Исходный текст:
Смекни!
smekni.com

Диалогика познающего разума (стр. 50 из 97)

Во всяком случае, я думаю, что теперь можно с большей уверенностью утверждать, что “из шкатулки” извлечено только то, что в ней содержалось. Вернемся к “шкатулке”, к фрагменту Галилеева “Диалога...”, к заснувшей аристотелевской силе и к новым определениям теоретика — “Я” рассудочному и “Я” интуитивному, работающим под разумным руководством Сальвиати.

15 Непосредственно в “Диалоге ” участвуют три (а не четыре) собеседника, интуиция и разум объединены в мышлении Сальвиати Смысл такой рассогласованности числа участников “Диалога ” и числа участников изобретенного Галилеем “невидимого мысленного колледжа” будет разъяснен чуть позже. Мы увидим, что “Я” разумное занимает в этом колледже совсем особое “место”, точнее, места-то оно не занимает совсем.

16 Понятие “изобретение” здесь, конечно, не следует понимать слишком буквально, в том смысле, в каком говорят об изобретении паровоза или изобретении радио. Галилей конечно же изобретает “коллектив-личность” исследователя в той же мере, в какой он открывает этот “коллектив”, заданный исторически; Галилей сам становится таким коллективом, новым типом теоретика. Я взял нарочно наиболее жесткое понятие, чтобы подчеркнуть целенаправленность процесса открытия, его направленность на создание нового. Я чуть перегнул палку, чтобы стало ясно: в этот период теоретиком можно стать, лишь обретя его из себя, из развития своей личности, “из-обретя” его. И в этом смысле нового теоретика изобретают Галилей и Декарт, Лейбниц и Спиноза, Гюйгенс и Ньютон.

17 Конечно, схема эта “очертится” только при самом активном соучастии читателя, который должен будет самостоятельно представить все сдвиги в работе “галилеевского теоретика”, вставленного в контекст совместного труда. Я надеюсь на такое соучастие.

Задания для выполнения:
A. Перепишите фрагмент исходного текста от слов «Во всяком случае, я» вплоть до слов «разумным руководством Сальвиати.» включительно, заменив «Сальвиати» на «Сагредо».
B. Перечислите всех, о ком в исходном тексте сказано, что они изобретают нового теоретика.

Предоставленный материал:
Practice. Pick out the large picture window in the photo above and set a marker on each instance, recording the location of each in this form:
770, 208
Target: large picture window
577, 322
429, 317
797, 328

Ответы к заданиям:
A.
Во всяком случае, я думаю, что теперь можно с большей уверенностью утверждать, что “из шкатулки” извлечено только то, что в ней содержалось. Вернемся к “шкатулке”, к фрагменту Галилеева “Диалога...”, к заснувшей аристотелевской силе и к новым определениям теоретика — “Я” рассудочному и “Я” интуитивному, работающим под разумным руководством Сагредо.

B. Галилей, Декарт, Лейбниц, Спиноза, Гюйгенс, Ньютон.